● What you should do
Starting with the line that contains "The component shall point out each instance of the wet", copy each line exactly through the end of the listing, and omit all pictures.
##############################
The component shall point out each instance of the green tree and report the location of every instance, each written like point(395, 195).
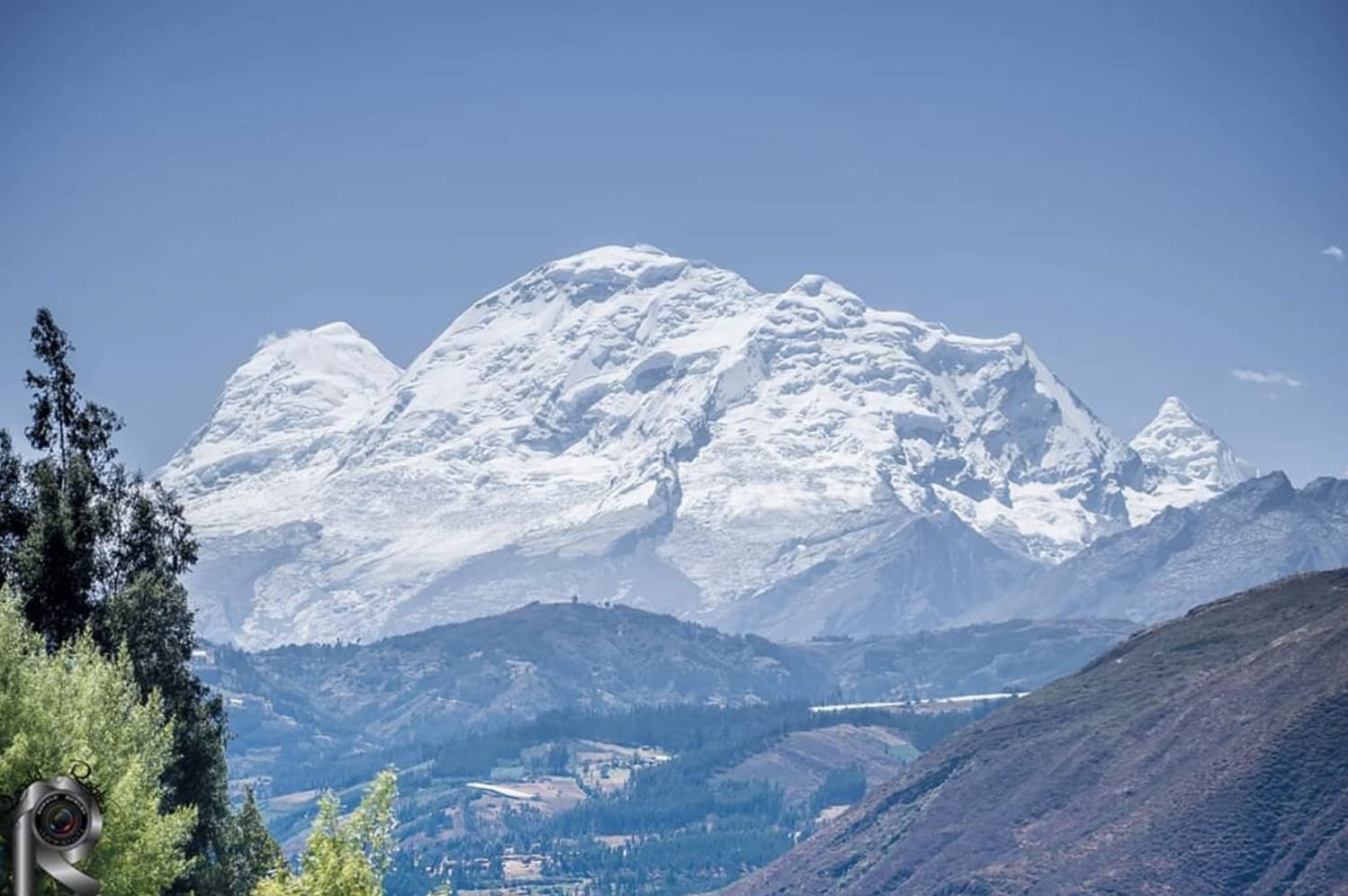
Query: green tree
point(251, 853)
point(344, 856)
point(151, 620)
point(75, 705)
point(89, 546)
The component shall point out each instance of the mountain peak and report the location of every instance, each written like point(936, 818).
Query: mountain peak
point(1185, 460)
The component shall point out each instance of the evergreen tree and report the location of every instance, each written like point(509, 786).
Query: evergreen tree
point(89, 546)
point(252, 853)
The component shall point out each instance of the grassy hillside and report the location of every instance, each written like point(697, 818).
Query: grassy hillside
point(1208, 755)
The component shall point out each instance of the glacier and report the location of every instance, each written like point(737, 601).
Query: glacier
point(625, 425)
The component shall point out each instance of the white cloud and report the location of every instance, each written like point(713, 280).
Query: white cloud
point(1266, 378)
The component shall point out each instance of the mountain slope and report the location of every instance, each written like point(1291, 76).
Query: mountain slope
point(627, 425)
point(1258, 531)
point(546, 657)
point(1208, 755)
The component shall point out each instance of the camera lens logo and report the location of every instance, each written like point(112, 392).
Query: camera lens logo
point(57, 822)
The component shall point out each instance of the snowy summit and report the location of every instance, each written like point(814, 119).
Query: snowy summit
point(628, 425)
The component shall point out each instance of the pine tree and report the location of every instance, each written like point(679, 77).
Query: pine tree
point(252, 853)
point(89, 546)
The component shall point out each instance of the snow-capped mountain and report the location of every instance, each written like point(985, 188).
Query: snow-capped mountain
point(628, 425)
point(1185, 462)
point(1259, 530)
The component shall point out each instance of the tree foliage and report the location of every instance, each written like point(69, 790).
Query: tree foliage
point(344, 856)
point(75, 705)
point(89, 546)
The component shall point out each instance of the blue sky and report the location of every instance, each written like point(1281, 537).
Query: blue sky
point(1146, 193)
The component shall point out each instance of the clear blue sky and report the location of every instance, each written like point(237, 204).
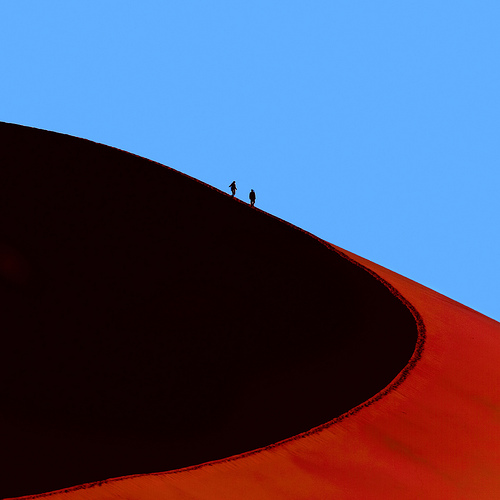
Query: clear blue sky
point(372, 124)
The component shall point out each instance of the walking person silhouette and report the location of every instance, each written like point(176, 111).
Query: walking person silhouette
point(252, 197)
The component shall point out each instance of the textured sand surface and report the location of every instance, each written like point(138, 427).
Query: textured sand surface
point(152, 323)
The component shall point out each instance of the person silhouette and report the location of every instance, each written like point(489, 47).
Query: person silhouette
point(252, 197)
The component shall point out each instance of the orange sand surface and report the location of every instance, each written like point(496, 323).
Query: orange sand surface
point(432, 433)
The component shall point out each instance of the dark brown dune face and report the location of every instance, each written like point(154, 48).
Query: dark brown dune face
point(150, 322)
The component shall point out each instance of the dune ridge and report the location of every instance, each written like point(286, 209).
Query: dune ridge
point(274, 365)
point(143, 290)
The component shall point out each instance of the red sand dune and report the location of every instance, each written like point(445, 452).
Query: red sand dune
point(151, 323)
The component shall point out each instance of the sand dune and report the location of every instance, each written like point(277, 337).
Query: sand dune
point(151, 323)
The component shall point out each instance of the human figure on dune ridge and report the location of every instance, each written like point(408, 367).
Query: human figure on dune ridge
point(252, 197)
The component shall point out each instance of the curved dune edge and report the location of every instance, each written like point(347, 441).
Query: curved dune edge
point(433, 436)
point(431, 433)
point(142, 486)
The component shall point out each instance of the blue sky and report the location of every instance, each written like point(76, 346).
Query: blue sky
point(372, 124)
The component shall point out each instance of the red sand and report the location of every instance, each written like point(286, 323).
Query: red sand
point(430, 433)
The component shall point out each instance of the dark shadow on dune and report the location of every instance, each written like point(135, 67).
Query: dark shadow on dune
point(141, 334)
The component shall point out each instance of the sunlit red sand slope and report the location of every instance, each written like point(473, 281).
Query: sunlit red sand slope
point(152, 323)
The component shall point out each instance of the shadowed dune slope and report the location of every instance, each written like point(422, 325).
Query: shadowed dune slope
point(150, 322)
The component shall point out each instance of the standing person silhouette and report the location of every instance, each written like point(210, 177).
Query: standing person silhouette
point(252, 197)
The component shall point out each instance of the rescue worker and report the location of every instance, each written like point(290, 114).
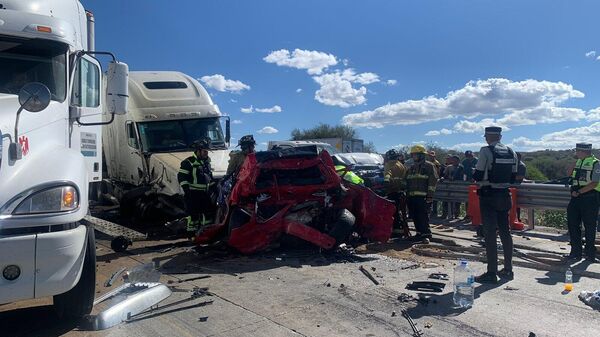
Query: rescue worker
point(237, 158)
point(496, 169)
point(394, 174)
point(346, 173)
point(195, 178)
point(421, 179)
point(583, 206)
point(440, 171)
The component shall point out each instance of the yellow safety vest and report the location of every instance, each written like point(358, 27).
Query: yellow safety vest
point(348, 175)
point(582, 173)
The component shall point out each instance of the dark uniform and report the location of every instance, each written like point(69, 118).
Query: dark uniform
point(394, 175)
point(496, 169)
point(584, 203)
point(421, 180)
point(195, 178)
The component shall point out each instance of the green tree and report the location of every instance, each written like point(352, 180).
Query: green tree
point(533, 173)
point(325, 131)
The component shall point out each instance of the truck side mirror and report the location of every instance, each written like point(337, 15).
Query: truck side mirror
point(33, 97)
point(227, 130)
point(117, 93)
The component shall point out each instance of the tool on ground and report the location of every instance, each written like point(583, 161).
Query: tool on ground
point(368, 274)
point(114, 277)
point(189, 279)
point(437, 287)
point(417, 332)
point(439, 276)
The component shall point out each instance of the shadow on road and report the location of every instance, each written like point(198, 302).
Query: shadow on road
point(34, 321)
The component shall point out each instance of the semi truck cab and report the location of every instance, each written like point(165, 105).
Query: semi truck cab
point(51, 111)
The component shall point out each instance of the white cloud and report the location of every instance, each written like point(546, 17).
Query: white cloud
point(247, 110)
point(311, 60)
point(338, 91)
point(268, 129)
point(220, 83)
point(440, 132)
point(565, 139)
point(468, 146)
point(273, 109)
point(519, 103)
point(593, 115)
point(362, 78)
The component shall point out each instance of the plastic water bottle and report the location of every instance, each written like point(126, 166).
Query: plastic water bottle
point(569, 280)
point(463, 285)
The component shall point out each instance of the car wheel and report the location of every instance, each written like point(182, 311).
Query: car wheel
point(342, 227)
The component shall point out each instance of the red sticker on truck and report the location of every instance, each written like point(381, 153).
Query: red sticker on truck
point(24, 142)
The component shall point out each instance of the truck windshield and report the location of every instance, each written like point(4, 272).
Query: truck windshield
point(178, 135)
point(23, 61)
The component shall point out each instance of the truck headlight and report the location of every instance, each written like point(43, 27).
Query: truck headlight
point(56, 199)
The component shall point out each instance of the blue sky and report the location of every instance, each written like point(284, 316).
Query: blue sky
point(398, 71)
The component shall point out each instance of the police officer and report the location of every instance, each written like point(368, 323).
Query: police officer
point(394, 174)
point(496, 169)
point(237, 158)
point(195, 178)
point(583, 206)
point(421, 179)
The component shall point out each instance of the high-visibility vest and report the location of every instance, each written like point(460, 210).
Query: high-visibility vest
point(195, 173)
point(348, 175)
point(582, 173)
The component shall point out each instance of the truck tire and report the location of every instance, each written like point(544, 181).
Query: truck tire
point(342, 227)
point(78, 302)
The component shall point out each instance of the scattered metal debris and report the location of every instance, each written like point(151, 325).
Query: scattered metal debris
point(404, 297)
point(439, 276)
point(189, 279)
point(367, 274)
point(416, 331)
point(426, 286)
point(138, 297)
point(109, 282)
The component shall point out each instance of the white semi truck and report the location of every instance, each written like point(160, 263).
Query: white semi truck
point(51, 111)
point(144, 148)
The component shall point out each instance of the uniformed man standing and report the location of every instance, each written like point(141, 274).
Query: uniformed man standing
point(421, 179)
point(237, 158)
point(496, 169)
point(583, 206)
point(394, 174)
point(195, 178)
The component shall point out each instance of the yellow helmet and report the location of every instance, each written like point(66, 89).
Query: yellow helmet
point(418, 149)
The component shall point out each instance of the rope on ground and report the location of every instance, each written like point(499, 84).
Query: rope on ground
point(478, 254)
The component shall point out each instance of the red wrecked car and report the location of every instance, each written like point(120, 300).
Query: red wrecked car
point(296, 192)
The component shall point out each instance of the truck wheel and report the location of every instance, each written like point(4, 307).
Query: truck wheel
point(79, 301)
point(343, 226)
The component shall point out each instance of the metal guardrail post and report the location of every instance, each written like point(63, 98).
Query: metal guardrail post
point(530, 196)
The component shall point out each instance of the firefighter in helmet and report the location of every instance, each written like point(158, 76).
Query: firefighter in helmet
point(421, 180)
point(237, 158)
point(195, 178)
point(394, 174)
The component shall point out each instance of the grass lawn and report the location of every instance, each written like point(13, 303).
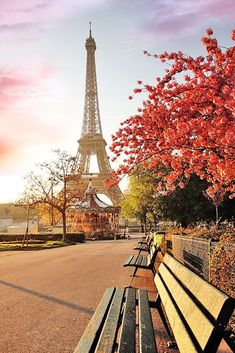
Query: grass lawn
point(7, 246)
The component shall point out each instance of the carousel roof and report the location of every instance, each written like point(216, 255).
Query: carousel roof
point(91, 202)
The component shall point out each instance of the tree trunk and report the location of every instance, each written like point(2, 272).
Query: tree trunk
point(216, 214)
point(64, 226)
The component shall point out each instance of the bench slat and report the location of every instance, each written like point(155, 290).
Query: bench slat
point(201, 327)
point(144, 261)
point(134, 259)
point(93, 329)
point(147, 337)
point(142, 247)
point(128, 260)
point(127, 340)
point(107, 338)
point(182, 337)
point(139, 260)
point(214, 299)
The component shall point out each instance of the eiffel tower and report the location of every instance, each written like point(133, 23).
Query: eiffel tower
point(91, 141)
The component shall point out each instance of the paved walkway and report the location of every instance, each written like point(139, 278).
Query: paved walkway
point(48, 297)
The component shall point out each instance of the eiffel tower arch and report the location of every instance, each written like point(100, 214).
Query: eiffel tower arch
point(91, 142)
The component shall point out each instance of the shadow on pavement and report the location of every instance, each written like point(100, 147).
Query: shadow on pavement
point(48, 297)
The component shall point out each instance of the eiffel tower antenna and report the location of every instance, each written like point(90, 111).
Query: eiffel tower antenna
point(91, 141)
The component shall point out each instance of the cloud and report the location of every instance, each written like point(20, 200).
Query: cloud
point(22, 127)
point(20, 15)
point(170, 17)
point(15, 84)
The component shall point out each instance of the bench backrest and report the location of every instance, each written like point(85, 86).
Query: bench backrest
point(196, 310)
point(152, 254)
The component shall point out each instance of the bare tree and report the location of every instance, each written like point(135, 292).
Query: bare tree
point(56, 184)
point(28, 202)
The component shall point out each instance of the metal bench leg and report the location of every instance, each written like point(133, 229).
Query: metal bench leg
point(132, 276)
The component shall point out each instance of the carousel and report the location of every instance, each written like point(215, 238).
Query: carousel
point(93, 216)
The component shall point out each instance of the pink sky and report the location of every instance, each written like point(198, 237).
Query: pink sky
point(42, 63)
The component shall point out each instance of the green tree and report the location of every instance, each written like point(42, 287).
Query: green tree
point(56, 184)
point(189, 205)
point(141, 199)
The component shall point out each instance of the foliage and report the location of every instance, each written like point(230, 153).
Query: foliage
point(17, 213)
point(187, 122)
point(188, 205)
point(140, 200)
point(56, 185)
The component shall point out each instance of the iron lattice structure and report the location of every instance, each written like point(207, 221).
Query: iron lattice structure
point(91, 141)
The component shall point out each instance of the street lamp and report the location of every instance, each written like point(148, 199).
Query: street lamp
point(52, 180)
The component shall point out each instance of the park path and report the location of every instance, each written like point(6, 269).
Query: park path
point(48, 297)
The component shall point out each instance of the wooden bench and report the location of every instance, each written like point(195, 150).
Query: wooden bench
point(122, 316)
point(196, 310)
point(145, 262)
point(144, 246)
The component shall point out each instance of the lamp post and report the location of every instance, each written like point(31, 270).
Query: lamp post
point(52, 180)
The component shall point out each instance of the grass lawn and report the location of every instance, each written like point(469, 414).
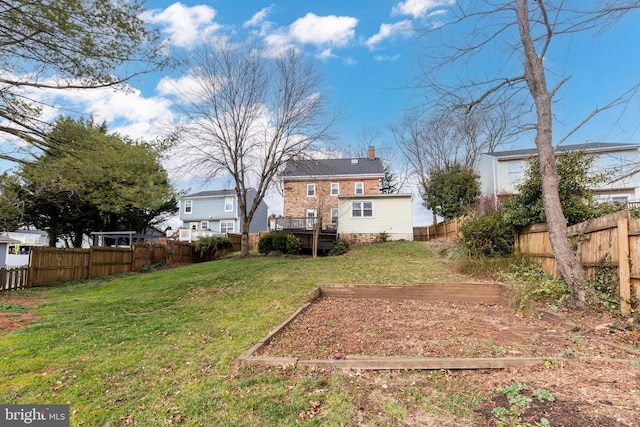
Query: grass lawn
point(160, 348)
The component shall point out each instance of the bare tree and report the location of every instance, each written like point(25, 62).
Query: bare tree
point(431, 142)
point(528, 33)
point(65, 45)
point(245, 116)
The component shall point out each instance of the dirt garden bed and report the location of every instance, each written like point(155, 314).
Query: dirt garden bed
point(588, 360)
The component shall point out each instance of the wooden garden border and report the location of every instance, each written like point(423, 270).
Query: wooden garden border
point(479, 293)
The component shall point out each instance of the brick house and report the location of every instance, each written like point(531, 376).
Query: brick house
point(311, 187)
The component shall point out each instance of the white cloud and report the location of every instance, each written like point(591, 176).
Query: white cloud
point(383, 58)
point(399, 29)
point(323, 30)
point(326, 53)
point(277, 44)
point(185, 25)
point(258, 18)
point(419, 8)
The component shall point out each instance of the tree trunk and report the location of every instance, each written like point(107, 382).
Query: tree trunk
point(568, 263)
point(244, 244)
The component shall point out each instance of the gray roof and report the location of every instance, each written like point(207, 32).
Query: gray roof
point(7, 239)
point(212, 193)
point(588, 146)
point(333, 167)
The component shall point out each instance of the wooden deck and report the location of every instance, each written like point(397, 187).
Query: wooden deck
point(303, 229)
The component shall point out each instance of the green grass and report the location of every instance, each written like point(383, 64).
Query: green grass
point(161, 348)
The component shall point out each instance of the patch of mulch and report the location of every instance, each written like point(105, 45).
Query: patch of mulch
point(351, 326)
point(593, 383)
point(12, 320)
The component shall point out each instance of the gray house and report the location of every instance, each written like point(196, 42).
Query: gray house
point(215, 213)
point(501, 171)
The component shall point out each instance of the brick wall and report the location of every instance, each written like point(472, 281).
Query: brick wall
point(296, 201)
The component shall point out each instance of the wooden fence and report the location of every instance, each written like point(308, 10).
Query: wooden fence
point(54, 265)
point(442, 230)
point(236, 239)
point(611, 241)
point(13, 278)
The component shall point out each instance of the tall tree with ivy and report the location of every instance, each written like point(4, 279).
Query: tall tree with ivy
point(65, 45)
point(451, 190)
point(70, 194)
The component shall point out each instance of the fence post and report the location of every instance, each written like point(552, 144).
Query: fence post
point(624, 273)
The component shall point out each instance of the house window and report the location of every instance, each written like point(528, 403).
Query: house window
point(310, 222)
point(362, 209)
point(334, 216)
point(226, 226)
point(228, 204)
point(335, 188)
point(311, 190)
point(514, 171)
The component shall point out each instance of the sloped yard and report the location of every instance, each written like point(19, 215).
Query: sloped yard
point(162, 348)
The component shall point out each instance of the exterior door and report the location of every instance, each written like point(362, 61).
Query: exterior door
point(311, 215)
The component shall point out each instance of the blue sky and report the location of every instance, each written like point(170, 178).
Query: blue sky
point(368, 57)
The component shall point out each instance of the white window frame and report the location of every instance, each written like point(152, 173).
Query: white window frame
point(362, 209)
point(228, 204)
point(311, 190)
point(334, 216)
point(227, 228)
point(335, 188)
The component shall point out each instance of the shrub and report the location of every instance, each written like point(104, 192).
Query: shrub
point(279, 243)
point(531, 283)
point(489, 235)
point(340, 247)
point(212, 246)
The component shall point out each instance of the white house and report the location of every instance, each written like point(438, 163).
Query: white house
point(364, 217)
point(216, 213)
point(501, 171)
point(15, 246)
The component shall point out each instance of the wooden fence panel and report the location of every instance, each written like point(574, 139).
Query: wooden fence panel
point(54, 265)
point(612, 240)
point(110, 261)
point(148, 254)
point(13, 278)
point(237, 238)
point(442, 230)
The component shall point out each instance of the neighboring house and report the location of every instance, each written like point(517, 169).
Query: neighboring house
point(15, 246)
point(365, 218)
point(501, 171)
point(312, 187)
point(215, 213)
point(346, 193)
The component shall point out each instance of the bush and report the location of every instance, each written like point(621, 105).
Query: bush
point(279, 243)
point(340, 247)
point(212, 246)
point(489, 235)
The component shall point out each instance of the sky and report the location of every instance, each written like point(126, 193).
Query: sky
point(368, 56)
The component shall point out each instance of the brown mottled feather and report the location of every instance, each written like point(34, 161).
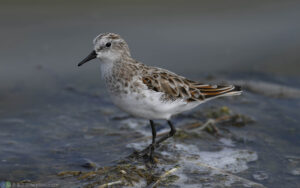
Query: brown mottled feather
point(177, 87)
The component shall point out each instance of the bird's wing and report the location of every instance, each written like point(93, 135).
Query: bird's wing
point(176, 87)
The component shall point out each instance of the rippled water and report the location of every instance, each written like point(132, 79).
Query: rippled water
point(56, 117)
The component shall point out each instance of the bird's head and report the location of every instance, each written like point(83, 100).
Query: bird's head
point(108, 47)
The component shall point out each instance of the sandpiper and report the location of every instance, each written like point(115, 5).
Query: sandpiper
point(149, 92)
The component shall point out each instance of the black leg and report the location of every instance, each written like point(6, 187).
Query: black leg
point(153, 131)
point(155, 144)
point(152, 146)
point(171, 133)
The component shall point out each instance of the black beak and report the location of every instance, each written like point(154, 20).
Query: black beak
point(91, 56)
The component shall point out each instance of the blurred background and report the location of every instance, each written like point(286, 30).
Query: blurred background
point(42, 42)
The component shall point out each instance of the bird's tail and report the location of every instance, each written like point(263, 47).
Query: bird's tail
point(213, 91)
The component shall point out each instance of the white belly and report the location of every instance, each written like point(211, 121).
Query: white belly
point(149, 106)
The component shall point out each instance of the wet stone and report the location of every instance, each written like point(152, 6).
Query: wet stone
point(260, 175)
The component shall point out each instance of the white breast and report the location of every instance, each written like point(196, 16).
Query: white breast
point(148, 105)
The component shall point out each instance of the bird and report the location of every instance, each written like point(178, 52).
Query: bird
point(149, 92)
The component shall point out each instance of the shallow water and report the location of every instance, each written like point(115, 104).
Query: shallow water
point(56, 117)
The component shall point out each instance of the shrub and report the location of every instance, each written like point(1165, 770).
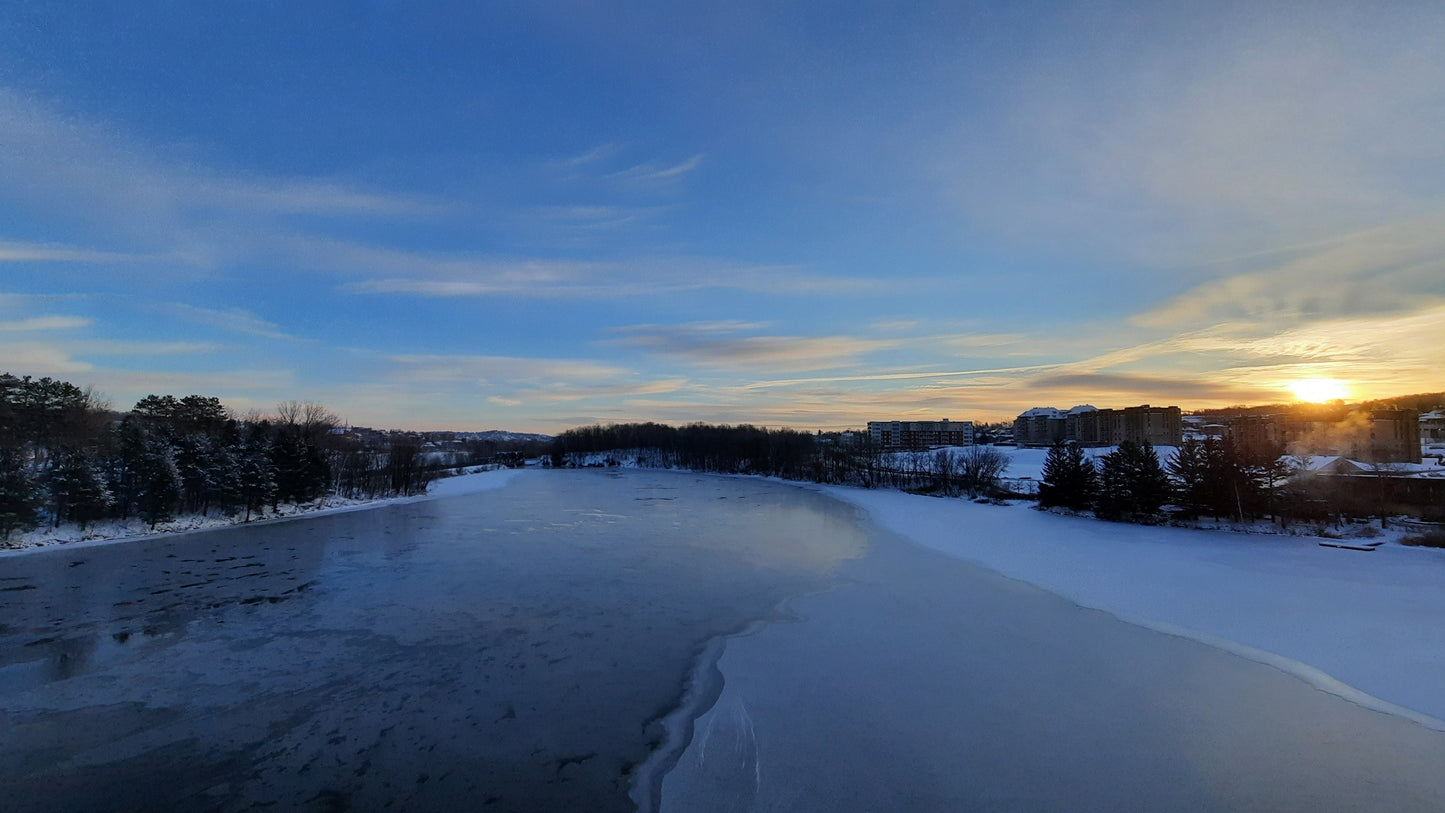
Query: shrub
##############################
● Result below
The component shall point out each instance of the wet stone and report the location of every instance, each written like point(152, 6).
Query: wet stone
point(260, 175)
The component shall point out each instance of the white breast and report the location of every instance, each written like point(196, 16).
Query: white breast
point(148, 105)
The component shall point out each instance of the bird and report the location of every instance, each written like point(178, 52).
Query: bird
point(149, 92)
The component shall point out each instance of the shallow water and report the location of every instance, each written like point(115, 104).
Query: shallow water
point(56, 117)
The component shall point out each instance of the shrub and report the location of every instance, each written like point(1165, 770).
Query: shrub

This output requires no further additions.